DIRECTIONS >>
Images stay out. Everything else in the records is repeated exactly.

EXCERPTED DATA >>
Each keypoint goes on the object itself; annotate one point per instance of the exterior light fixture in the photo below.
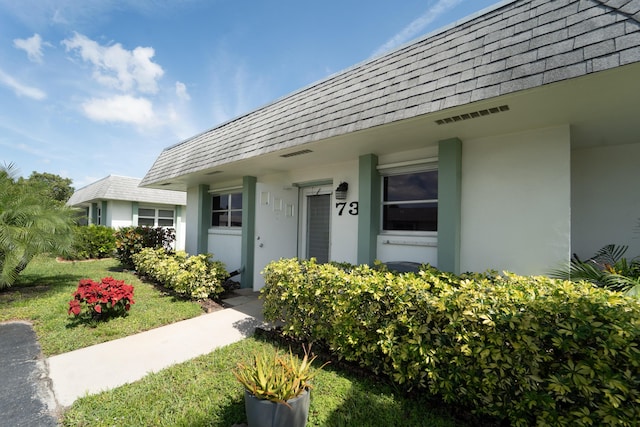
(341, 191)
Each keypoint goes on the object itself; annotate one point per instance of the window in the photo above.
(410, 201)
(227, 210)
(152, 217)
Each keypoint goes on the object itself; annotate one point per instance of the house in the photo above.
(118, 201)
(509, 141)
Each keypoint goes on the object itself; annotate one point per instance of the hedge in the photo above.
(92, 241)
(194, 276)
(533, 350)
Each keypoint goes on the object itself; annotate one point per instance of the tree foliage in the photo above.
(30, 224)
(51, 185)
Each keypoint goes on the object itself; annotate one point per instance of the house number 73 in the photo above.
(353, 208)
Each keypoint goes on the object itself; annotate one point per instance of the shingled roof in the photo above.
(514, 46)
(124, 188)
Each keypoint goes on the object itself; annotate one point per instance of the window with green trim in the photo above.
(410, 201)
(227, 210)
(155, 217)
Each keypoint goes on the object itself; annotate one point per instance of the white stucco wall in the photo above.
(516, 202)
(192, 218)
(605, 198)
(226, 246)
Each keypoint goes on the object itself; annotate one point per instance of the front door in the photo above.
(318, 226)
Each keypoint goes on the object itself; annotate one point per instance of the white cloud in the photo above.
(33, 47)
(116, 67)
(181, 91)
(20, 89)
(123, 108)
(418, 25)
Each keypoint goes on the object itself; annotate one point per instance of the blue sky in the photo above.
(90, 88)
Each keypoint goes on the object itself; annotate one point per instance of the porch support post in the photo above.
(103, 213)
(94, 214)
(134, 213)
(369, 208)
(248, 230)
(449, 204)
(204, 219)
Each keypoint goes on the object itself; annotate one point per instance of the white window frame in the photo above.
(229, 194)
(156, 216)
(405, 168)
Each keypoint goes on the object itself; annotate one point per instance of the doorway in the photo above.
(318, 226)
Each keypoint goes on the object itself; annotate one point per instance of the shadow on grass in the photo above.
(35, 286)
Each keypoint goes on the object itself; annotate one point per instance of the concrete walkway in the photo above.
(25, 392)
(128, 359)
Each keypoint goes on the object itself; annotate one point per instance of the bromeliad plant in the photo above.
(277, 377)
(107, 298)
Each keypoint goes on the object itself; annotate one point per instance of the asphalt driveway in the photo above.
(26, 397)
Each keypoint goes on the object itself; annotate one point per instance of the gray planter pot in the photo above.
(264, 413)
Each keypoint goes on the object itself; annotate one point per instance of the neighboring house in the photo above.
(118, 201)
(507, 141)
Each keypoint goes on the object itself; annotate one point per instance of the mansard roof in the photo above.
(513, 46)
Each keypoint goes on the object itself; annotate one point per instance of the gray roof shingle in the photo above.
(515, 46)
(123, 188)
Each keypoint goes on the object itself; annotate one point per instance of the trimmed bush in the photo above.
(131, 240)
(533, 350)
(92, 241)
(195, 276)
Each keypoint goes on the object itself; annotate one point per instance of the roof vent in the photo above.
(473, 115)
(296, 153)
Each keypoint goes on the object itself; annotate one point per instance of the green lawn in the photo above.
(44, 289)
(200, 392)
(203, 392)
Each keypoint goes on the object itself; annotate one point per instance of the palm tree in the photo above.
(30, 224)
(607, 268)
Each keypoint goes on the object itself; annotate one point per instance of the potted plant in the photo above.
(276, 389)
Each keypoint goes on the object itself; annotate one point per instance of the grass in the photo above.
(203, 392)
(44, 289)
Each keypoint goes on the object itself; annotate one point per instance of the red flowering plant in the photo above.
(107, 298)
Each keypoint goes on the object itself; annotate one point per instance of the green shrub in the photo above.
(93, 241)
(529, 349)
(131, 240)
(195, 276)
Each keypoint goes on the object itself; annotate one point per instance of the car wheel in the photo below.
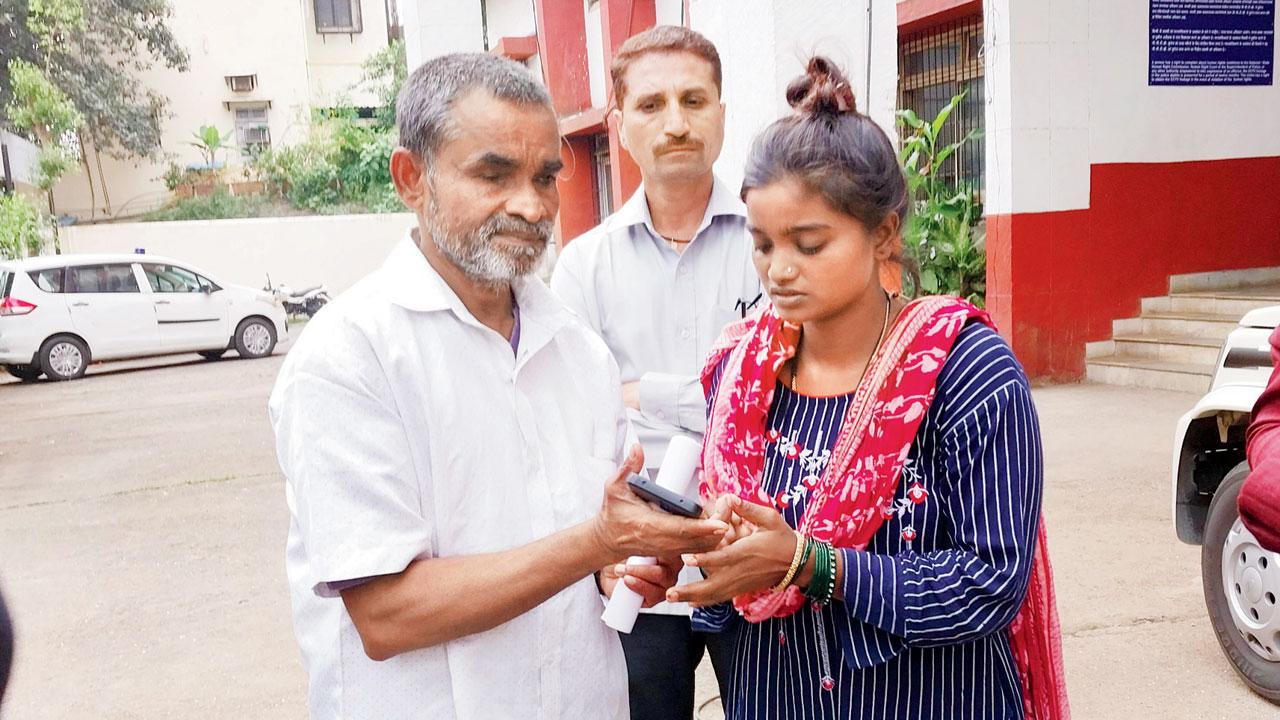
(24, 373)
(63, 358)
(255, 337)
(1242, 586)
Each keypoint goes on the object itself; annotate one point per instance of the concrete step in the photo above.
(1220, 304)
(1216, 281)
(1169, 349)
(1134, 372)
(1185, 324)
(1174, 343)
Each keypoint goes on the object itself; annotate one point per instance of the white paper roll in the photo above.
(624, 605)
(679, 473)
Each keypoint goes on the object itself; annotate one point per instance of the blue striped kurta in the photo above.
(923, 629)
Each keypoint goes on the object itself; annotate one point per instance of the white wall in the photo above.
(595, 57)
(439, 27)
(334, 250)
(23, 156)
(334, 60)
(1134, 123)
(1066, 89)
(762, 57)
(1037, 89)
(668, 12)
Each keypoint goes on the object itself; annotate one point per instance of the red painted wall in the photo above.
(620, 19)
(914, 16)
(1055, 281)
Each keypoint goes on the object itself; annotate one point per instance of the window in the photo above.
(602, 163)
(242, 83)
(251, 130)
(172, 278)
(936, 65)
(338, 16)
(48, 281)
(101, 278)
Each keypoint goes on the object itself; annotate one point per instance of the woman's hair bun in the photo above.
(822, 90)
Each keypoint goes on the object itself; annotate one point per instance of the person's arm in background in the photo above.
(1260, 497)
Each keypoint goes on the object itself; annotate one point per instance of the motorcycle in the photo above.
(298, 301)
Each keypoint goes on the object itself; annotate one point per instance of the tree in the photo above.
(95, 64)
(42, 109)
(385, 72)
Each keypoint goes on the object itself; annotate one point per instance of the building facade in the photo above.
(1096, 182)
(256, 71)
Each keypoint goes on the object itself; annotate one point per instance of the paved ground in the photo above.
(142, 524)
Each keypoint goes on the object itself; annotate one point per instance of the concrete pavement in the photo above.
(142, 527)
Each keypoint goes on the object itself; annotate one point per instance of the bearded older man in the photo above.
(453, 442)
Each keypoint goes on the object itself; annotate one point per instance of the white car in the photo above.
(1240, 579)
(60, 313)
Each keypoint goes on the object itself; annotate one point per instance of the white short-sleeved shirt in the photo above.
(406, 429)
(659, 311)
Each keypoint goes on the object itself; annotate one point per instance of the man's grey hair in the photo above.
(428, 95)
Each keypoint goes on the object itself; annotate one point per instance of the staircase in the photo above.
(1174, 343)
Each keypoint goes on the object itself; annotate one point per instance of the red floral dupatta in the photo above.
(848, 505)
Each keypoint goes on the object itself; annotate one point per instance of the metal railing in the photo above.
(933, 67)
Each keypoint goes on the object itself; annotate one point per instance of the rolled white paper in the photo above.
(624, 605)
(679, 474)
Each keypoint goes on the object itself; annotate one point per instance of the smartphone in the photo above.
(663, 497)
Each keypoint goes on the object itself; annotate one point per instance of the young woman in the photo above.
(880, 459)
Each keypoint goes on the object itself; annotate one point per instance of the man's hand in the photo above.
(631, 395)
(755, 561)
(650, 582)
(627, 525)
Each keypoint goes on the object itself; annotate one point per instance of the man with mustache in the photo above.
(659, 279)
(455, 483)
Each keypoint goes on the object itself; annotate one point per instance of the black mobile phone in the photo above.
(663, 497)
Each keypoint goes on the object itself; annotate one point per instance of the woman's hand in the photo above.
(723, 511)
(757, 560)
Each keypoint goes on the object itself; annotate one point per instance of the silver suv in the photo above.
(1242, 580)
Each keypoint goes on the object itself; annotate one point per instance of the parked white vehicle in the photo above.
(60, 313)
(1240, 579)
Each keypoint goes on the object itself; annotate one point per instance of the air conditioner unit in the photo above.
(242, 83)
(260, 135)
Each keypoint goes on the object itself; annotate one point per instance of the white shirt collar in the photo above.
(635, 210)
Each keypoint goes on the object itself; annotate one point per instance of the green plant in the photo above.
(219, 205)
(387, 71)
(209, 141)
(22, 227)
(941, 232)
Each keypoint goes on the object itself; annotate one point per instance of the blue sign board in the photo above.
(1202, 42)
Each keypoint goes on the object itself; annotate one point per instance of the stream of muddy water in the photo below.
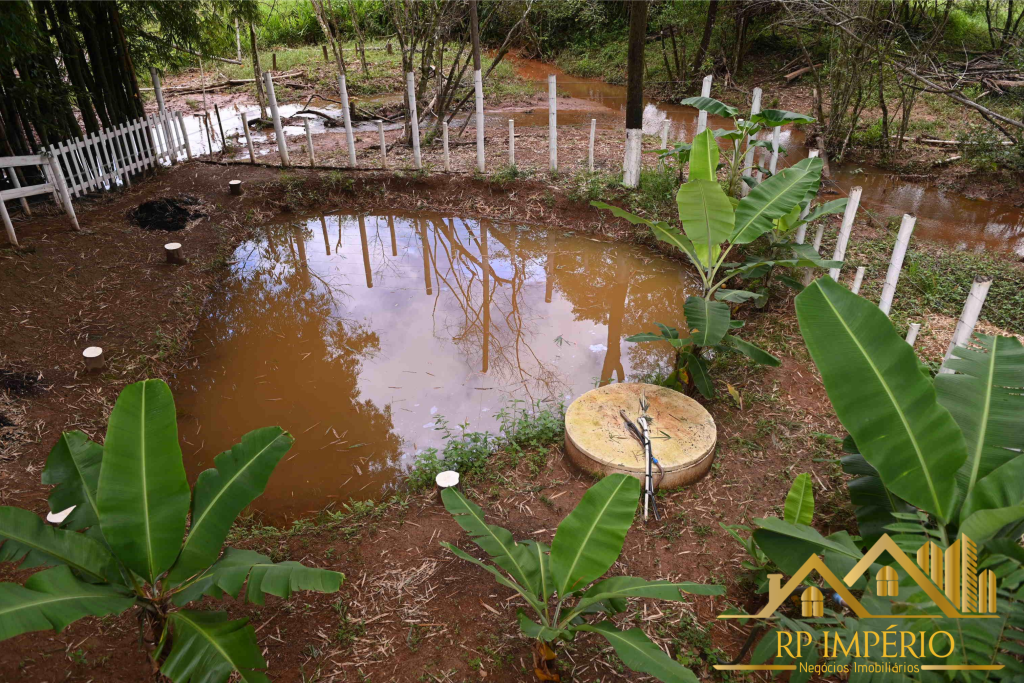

EXPECTED ANSWER >>
Each keypoint goes on the object itself; annotate one point per instance of the exterior light fixture in the photo below.
(341, 191)
Each keypoint goes on the object itself; annotate one point per instance of the window in the photo above.
(410, 201)
(227, 210)
(152, 217)
Each keypoint goes on the object itself; annotate one point per instance of the house in the photo above.
(118, 201)
(509, 141)
Each keypoint goes on the object itself; annotate one point per instance of the hedge in the photo above.
(92, 241)
(194, 276)
(533, 350)
Each keypoint goes on the object itself; annotate one point per instance of the tree foliage in the photo above.
(30, 224)
(51, 185)
Each keypoint goes on the object itself; annotate one point per instance of the house number 73 in the photo above.
(353, 208)
Each keypoint goes on the object itself; annotate one point per instance of the shingled roof in the photo above.
(514, 46)
(124, 188)
Each keypoint goes on the object itself; annotate one point per instance of the window with green trim in the photo above.
(410, 201)
(227, 210)
(155, 217)
Each keypoint goes on the object itself; annotate one point per instance of the white stucco wall in the photo above.
(516, 202)
(192, 218)
(605, 198)
(226, 246)
Each keypoint goes on the object itself; annotate one point per instance of the front door in the photo above.
(318, 226)
Each keypoint goes on the object itself; annotate one point per instance of the white cloud in the photo above.
(33, 47)
(116, 67)
(181, 91)
(20, 89)
(123, 108)
(418, 25)
Each keypoint goes on the object itself; annotate one point per instance of the blue sky in the photo above.
(90, 88)
Each keypoint goes on the object itself; annotate one point per instance of the porch support post in the photo above.
(103, 213)
(94, 214)
(134, 213)
(369, 208)
(248, 230)
(449, 204)
(204, 219)
Each keypoint goes on the object itself; annotate one point per instance of the white window frame in the photo above.
(229, 194)
(156, 216)
(405, 168)
Each keypoint goes on the object itself; annotate one point per instance of the doorway in the photo above.
(318, 226)
Each keypoint goes on the object itself; annotate one point per instance of the shadow on grass in the photo above.
(35, 286)
Each keypoint goes on the object itself; annotate one point per instance of the concrete walkway in the photo above.
(25, 392)
(128, 359)
Each keypoint goes on the object itself; annotate one point per instance of the bromeliad plant in the photo above.
(277, 377)
(107, 298)
Each keypoint goes on the object itself; annotate one point per instance of the asphalt driveway in the photo above.
(26, 397)
Each keypoint goes on the object itself; annotate one point per instance of the gray planter pot in the photo above.
(264, 413)
Each keypoint goes on the object itself; annotate one point per instance of the neighboring house in the photo above.
(118, 201)
(507, 141)
Each keypoint goes on the object itself; annotate one point per instance of the mansard roof in the photo above.
(513, 46)
Each keypoint goes on the object itself; annotate one point per instance of the gray roof shingle in the photo above.
(515, 46)
(123, 188)
Each keypoint goes on the object itself; annotate one point per instance of the trimmed bush in the photo above.
(131, 240)
(533, 350)
(92, 241)
(195, 276)
Each keypoint goes on the object itself; annotate one point per instance of the roof vent in the photo above.
(473, 115)
(296, 153)
Each keypoint goes on the object itself; annotate one point per instance of the green lawn in the photo above.
(44, 289)
(200, 392)
(203, 392)
Each keypoint goes on the object itself; annotate one point per instance of the palm tree in the photo above.
(30, 224)
(607, 268)
Each keypoint goes on the object itself; annotate one point per instance of the potted plant in the photo above.
(276, 389)
Each keypoint goes on the object itself; annotate one point per instance of the grass in the photo above.
(203, 392)
(44, 289)
Each keypoint goes on the object itself; annotate one point per instance of the red flowering plant in the photo above.
(107, 298)
Each keypoint goes on the object itself; annotate one point per instance of the green shrub in the photo above.
(93, 241)
(529, 349)
(131, 240)
(195, 276)
Each keypoint goes on the object itself; annotate one point per instance of the car wheel in the photo below.
(24, 373)
(63, 358)
(255, 337)
(1242, 586)
Each keypoint goes on the object itself; annotate one point per instance of the concrete step in the photo above.
(1220, 304)
(1216, 281)
(1169, 349)
(1134, 372)
(1185, 324)
(1174, 343)
Each keypoint goes on the object itself; annotate one point per instance of the white paper roll in the photo above.
(624, 605)
(679, 473)
Each keypoint goes on the object itself; annotate one point per instance of the blue striped kurta in the photo above.
(923, 629)
Each keypoint goes on the object itself; annotate one point per instance of the white wall in the photo above.
(595, 57)
(439, 27)
(334, 250)
(23, 156)
(334, 60)
(1134, 123)
(1066, 89)
(762, 57)
(1037, 89)
(668, 12)
Each keypoint goes on the object itself; annotate one point per instance of the red painted wall in the photo above.
(620, 19)
(914, 16)
(1055, 281)
Each keypoint goes on the object itself; annotate one point per instance of the window in the photo above.
(602, 163)
(242, 83)
(251, 130)
(172, 278)
(936, 65)
(338, 16)
(48, 281)
(101, 278)
Each keypoint goes on the object itself; annotate one point per instance of the woman's hair bun in the photo above.
(822, 90)
Each keypoint goes on the object itself; annotate one point per instance of the person's arm in background in the photo above.
(1260, 497)
Each keypoint goes on the object itself; annotate one point per instance of the motorcycle in the photo above.
(298, 301)
Each keypoint goes on the object itself; annotate one point per instance of the tree in the photo above.
(95, 64)
(42, 109)
(385, 72)
Each keypoint goes on the object itself; annotate one point per instance of the building facade in the photo above.
(1096, 182)
(256, 71)
Each keypoint goes on the object itself; annotate one point per instance of the paved ground in the photo above.
(142, 524)
Each keypoint goes on the object itself; annotate one point per instance of the concrete pavement in the photo above.
(142, 527)
Each keypoint goes on the object itself; annotate one point per instance of the bearded older man in the photo above.
(453, 442)
Each keypoint goes on the object itself; annotate one point per instance of the white car in the photo above.
(1240, 579)
(60, 313)
Each keypoint goes on the object itself; annotate one point per instance of the white short-sleeved shirt in the photo above.
(406, 429)
(659, 311)
Each keypoint goes on the object itself; annotate one point per instance of the man's grey hair in the photo above.
(428, 95)
Each keypoint goes on the object itself; annotate one point per instance of the staircase in the photo above.
(1174, 343)
Each keypoint goes on the object itself; annotate one point per instance of the red floral dupatta in the photo above.
(848, 505)
Each keypoint goes on the object itself; annotate one point per instance of the metal railing in the photo above.
(933, 67)
Each keypoint goes on the object itself; annotate one point per instance of the rolled white paper in the photo above.
(624, 605)
(679, 474)
Each keypoint goes on the object itself; annotate one point per instance of the smartphone in the photo above.
(663, 497)
Each keypoint goes on the object itself; annotate one point per instance of the young woman in the photo above.
(880, 459)
Each keypoint goes on the object itself; annotate one point per instance of the man's hand in the photo above.
(631, 395)
(755, 561)
(650, 582)
(627, 525)
Each keypoint goes on the object itself; annotate one point per instance of the man with mustache in the photo above.
(659, 279)
(455, 483)
Each keypoint goes on the object itself; annotate one point per instance of the black mobile phone in the photo above.
(663, 497)
Each keypoint goes on the object itself; annotate one point per instance of the woman's hand in the photo above.
(723, 511)
(757, 560)
Each keypoint goes on the object itself; annotate one point per instance of the silver suv in the photo above.
(1242, 580)
Each keypoint goes on the object itself; annotate one point per instance of the parked white vehicle in the photo above.
(60, 313)
(1240, 579)
Each keypoint goes on the object itself; annotate one point per instance of the air conditioner unit in the photo above.
(242, 83)
(260, 135)
Each keypoint goes on the object itself; annotate one point per instance of the white shirt collar in the photo above.
(635, 210)
Each keypoint goes on the object itself; annotate one point per instance of the green plant in the photo above.
(219, 205)
(387, 71)
(209, 141)
(22, 227)
(941, 232)
Each keypoint goes on the object itself; annotate one point per instance of the blue sign board in the photo above.
(1202, 42)
Each keypoint goes on the object itself; annotate one point per instance of the stream of muddy water in the photo below.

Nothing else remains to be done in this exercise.